* BEGIN Data to use *
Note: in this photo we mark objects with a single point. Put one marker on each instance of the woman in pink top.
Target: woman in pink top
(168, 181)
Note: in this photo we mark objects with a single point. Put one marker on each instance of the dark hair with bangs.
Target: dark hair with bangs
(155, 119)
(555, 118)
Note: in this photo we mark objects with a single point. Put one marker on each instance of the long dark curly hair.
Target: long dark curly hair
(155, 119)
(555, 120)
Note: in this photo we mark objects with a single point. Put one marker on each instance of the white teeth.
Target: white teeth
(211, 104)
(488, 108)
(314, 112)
* END Data to use *
* BEGIN Data to use *
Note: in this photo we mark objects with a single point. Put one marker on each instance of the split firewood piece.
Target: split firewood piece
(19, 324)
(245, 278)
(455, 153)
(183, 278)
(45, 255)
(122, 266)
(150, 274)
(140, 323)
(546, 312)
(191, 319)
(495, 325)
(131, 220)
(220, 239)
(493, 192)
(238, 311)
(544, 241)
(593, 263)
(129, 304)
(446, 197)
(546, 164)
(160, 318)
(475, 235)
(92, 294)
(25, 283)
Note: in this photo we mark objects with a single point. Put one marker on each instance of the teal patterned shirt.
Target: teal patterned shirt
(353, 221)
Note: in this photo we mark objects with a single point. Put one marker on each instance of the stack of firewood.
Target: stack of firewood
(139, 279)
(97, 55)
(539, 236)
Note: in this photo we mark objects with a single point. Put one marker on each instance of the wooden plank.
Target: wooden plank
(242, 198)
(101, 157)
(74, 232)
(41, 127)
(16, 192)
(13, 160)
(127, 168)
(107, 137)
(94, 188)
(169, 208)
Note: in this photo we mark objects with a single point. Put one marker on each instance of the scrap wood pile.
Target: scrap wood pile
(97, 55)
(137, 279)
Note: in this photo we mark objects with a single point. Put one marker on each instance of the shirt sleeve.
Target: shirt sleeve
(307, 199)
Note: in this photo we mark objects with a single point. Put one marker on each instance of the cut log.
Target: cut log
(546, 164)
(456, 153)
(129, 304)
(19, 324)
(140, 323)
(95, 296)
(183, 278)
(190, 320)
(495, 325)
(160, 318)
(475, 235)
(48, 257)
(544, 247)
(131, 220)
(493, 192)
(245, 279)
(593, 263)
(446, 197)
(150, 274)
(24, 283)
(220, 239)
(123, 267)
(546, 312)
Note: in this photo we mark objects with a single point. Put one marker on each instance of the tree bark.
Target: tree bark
* END Data to use *
* BEGIN Data to use *
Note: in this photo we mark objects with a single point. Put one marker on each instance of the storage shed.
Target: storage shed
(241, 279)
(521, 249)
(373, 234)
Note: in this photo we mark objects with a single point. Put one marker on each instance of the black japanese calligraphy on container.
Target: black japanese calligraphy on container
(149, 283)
* END Data to use *
§ Task to complete: Could you rescale the listing from the line containing "teal patterned shirt." down to the line containing "Target: tree bark", both included? Reproduce every line in that stretch, requests too, but multiply each point coordinate by 1.1 and round to a whole number, rounding halves up, and give only those lines.

§ Finished task:
Note: in this photo we mark objects with a single point. Put one marker on each instance of the teal patterned shirt.
Target: teal patterned shirt
(388, 243)
Note: in this photo we mark objects with a single point. Put one marker on each instance of the stack of firewood.
Target: stack of firewood
(153, 307)
(107, 61)
(593, 260)
Note: in this photo we mark objects with a single point. Put one marker on each instance of the wooden plank.
Target: wooden plank
(266, 218)
(111, 173)
(81, 255)
(45, 140)
(18, 211)
(14, 176)
(140, 185)
(118, 151)
(103, 207)
(186, 229)
Note: in this photo we mark objects with a single point. Put one marker on each instance of the scrap wood pile.
Target: scrap wood pile
(107, 61)
(151, 307)
Note: in this photo we mark objects with a single point. Put one marker on each instance of the shirt sleeve.
Target: shirt sleeve
(338, 219)
Note: in this photo we mark objects with a single point. Put one marker on each instance of the cut log.
Target: cut log
(601, 180)
(502, 168)
(142, 334)
(21, 356)
(154, 355)
(105, 326)
(201, 306)
(209, 352)
(545, 358)
(176, 350)
(523, 259)
(53, 283)
(598, 272)
(144, 242)
(542, 211)
(270, 307)
(652, 289)
(491, 217)
(165, 301)
(26, 311)
(242, 263)
(135, 294)
(601, 343)
Note: in this photo we mark objects with a single point. Put one marker on each instance of the tree bark.
Target: tree bark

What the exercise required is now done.